◆ **TASK GOAL**
Rewrite the lines below, swapping "pin" for "marker" and keeping everything else the same. Omit the pictures from your answer.

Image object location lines
★ ★ ★

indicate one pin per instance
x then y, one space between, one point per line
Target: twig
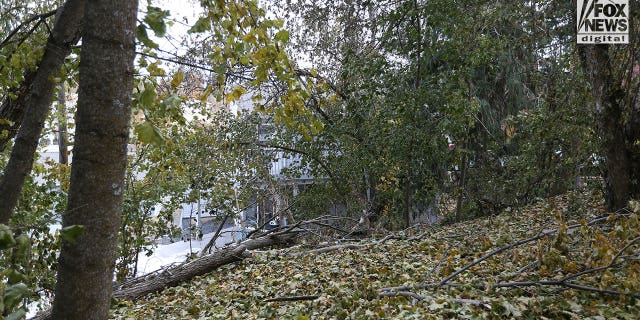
543 234
292 298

★ ★ ★

◆ **RESPONSE**
indicate one marker per instance
x then y, one space between, one point per line
Target: twig
543 234
292 298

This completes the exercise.